*Problem details*:
Repeat the records below exactly, beginning at the first line and finishing with the line that contains "Task: indicate each instance of the ceiling".
::::
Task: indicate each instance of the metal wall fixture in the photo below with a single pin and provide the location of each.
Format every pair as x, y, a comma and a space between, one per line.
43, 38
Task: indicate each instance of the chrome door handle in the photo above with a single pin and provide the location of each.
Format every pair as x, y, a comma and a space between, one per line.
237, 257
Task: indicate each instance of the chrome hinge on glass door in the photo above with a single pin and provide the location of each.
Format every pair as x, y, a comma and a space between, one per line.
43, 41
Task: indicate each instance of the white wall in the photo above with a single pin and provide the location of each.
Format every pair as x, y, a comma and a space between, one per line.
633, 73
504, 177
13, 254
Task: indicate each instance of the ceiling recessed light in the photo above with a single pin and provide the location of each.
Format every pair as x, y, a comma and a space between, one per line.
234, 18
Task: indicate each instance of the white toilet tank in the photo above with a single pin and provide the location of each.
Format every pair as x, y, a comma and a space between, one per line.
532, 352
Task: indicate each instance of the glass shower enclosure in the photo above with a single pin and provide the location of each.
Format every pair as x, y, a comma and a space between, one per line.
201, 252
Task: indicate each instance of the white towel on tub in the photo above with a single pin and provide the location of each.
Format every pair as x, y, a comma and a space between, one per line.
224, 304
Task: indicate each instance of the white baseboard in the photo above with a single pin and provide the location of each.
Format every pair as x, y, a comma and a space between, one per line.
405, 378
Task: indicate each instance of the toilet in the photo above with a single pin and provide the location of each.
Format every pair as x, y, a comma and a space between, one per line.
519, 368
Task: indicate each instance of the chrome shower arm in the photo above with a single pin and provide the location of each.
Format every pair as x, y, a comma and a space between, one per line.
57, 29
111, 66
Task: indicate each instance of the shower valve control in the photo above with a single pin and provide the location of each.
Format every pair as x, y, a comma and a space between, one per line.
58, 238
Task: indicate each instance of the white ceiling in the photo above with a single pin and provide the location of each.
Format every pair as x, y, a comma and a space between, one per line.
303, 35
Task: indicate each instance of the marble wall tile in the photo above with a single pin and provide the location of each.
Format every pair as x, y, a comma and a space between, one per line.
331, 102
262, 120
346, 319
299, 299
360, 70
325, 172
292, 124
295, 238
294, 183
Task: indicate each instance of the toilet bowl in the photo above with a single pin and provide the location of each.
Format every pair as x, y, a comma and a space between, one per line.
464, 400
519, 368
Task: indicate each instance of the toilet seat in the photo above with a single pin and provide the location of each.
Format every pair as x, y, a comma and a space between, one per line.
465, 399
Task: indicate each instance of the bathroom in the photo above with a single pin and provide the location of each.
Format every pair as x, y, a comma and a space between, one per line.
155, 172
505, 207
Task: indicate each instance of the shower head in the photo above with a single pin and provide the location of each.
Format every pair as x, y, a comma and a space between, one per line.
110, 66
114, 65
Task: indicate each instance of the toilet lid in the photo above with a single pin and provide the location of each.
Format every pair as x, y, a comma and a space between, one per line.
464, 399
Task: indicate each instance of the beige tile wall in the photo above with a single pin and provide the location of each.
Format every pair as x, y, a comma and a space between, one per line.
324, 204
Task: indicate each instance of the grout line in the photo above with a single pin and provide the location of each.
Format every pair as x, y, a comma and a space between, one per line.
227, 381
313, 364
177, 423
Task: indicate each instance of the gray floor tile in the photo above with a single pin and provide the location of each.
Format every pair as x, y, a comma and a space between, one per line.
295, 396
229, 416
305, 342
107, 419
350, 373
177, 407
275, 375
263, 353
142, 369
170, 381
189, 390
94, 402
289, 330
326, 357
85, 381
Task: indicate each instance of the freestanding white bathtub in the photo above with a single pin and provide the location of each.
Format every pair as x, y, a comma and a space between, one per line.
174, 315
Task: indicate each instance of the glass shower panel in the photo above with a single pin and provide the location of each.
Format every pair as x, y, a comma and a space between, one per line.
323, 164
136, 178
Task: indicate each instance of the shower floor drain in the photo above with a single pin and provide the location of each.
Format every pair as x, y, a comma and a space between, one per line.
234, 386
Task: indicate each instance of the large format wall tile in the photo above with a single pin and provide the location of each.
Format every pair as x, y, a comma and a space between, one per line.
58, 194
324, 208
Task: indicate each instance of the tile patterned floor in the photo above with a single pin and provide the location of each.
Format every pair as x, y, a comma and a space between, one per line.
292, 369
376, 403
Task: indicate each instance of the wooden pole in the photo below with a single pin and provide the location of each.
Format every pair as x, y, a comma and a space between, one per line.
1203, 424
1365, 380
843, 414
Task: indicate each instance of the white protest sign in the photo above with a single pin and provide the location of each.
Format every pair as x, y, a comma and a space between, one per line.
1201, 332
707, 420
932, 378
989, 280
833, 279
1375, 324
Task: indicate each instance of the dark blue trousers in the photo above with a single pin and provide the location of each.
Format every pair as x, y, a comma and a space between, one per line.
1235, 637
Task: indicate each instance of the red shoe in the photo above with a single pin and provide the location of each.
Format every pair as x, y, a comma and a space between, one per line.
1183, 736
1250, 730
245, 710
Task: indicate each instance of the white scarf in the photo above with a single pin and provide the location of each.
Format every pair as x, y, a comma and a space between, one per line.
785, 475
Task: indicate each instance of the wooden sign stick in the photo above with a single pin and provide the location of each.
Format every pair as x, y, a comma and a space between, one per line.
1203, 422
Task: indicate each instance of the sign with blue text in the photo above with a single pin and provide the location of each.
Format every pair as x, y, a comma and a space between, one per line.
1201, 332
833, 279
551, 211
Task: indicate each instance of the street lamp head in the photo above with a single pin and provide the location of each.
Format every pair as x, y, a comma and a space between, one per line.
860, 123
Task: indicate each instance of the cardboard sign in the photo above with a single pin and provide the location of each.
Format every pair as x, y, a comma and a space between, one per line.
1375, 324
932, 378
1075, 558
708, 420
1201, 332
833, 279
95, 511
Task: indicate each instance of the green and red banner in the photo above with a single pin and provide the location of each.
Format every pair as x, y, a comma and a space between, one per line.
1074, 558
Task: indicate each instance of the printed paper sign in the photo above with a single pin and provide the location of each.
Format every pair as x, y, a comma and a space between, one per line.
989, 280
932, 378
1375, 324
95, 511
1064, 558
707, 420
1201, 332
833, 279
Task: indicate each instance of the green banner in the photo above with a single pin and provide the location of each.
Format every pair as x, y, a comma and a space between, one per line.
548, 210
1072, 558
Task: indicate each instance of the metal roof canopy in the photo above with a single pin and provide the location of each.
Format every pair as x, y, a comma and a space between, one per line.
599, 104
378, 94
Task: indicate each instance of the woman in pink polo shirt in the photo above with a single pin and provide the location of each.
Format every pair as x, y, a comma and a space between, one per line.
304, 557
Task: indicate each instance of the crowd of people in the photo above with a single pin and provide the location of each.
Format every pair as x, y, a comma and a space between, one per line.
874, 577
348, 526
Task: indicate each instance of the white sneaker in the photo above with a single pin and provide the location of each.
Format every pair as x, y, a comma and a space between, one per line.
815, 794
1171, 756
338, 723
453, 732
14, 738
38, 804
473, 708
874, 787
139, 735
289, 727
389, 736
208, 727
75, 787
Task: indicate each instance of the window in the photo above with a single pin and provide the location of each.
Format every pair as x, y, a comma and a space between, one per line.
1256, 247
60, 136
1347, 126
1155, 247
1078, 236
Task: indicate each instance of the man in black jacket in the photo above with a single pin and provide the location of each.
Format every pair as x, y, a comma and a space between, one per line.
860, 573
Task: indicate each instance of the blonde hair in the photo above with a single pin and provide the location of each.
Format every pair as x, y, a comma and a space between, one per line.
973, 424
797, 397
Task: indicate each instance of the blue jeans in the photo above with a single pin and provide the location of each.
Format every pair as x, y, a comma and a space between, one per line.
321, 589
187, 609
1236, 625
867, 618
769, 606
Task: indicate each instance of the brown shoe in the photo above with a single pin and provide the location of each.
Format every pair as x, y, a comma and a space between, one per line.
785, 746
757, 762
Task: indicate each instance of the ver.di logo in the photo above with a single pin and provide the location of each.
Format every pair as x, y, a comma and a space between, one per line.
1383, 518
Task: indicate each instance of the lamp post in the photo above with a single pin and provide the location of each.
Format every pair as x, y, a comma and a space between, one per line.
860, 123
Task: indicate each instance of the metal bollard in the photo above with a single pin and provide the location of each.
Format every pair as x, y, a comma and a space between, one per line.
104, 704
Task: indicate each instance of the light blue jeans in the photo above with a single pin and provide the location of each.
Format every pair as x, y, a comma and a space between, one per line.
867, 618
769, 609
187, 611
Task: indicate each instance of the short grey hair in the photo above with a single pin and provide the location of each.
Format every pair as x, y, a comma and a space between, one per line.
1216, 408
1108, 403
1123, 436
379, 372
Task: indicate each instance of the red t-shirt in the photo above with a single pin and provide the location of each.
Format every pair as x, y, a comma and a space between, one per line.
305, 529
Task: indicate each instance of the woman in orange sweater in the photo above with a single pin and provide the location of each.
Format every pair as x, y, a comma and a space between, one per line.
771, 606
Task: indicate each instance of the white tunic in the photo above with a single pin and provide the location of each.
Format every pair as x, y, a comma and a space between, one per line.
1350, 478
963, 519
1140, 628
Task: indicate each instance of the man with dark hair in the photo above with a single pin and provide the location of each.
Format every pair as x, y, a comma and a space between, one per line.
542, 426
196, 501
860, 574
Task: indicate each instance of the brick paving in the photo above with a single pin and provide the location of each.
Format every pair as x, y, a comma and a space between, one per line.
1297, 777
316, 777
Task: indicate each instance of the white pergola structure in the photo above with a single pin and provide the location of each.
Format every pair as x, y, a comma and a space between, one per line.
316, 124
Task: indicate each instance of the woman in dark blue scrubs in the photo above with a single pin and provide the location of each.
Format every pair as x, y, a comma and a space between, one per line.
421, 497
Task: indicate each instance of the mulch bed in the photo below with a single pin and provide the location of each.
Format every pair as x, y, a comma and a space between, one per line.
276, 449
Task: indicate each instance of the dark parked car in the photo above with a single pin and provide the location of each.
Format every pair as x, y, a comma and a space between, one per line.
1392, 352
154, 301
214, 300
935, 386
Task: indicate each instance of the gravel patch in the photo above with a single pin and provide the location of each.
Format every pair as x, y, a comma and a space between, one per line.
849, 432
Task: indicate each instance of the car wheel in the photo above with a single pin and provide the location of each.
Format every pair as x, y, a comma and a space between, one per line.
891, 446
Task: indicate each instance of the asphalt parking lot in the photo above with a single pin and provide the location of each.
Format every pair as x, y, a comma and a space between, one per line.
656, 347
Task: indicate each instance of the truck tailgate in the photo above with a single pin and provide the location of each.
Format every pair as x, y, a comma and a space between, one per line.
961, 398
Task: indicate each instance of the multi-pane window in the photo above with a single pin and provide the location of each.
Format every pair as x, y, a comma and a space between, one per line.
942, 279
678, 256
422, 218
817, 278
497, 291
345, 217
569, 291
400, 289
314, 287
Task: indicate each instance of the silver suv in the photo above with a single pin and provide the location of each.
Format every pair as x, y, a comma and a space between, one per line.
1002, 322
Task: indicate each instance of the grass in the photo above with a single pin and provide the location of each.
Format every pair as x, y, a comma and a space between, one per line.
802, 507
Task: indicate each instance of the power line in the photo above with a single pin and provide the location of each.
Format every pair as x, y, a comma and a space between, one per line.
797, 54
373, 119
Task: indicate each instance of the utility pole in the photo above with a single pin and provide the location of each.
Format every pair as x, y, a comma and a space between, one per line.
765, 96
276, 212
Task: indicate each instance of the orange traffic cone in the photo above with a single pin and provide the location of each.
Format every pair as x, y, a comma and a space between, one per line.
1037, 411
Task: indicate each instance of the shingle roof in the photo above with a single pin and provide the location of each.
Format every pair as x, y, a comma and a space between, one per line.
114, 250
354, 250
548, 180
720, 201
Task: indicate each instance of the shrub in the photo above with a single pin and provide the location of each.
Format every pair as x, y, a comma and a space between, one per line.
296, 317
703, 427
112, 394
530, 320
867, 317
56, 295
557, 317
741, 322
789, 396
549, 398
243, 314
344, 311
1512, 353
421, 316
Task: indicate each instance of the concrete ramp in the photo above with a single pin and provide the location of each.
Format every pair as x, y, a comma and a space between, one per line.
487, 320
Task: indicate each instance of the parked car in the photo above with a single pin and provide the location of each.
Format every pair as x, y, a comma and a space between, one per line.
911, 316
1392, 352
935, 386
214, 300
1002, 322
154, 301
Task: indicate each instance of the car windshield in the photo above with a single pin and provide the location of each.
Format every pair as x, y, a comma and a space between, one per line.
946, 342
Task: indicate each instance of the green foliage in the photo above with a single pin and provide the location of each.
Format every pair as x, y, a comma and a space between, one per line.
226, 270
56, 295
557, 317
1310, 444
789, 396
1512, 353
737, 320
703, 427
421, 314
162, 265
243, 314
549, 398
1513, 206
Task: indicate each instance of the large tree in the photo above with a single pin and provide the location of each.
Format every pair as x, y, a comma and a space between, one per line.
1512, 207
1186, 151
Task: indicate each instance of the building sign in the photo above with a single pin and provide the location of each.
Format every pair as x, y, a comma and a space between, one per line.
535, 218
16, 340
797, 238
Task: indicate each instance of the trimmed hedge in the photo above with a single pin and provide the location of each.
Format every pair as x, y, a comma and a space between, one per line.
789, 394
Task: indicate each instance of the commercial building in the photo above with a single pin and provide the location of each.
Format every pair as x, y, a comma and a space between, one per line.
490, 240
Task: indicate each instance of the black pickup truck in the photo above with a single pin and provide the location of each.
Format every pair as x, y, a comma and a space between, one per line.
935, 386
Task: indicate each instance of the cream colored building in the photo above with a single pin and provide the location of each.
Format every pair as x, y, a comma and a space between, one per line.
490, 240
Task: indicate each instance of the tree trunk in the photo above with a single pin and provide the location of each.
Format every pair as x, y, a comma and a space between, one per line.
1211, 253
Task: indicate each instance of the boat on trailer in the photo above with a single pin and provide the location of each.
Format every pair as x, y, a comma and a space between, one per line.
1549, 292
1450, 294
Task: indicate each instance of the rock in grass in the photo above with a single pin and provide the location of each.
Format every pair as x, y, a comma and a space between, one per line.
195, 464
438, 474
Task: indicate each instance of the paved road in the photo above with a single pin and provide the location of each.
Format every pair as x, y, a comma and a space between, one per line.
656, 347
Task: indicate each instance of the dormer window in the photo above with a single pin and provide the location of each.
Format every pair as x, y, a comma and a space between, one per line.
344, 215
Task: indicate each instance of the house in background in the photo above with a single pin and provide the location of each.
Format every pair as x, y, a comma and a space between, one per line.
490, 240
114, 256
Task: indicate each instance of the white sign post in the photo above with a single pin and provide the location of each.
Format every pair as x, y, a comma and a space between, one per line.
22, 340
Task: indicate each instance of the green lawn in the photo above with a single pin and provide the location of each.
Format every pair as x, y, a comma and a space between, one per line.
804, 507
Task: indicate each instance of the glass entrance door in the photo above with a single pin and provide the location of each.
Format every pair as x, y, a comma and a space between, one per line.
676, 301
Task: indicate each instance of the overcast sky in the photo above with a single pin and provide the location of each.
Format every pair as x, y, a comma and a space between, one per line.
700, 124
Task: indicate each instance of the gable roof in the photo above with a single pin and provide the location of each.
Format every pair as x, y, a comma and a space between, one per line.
::::
*Response*:
Task: indicate each instance of the metal wall fixture in the photo below with a single pin and provide the location of each.
Format every pair as x, y, a comma and a space between, one per line.
43, 38
Task: indicate each instance of the chrome door handle in the photo above with a single pin and provide the location of each.
Format every pair as x, y, a comma and a space between, one per line.
237, 257
Task: indicate each instance of the chrome hinge on glass door in the photo above with a single pin and provide the location of each.
Format every pair as x, y, a comma and a space between, one per line.
43, 41
Task: indicate each instance of the white wall in the photo above with a single pin and provide the location of each.
Format every pair as x, y, a comma and a space between, one per line.
633, 73
504, 177
13, 254
Task: indicate each instance of the ceiling recessed light in the photo above with a single pin and provide the location of each.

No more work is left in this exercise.